§ **TASK INPUT**:
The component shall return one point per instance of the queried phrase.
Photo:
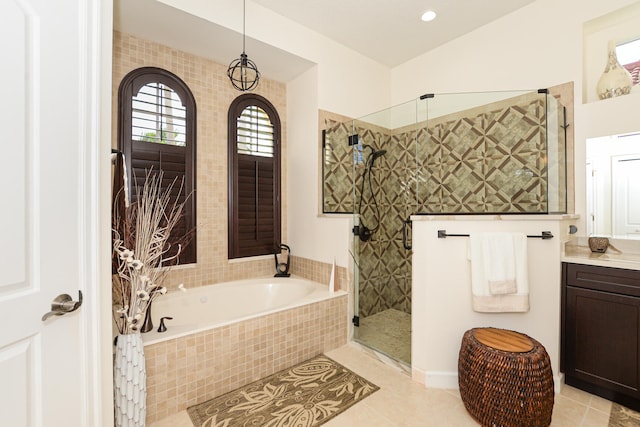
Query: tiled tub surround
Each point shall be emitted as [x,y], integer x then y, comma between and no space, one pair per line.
[194,368]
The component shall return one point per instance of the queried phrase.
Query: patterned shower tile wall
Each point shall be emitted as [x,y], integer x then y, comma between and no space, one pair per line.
[337,167]
[488,159]
[385,267]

§ **WHAT TO DO**: Rewrite all of the data above with each "component" changed to "module" and nothing else altered, leaving out the pictures.

§ **OUTPUT FOR THIS TASK**:
The module shall return one point per instance of the queried phrase.
Photo:
Query: tiled tub surround
Each point shall be emitted as [x,y], integer x then y, comma between and no space, one pair per line.
[194,368]
The module shall return one point per instance of the queried phrase.
Query: patterned shower tile wall
Each point shall be emitted as [x,y], integer x then y, comma between and no space, one pair per line.
[337,167]
[488,159]
[385,267]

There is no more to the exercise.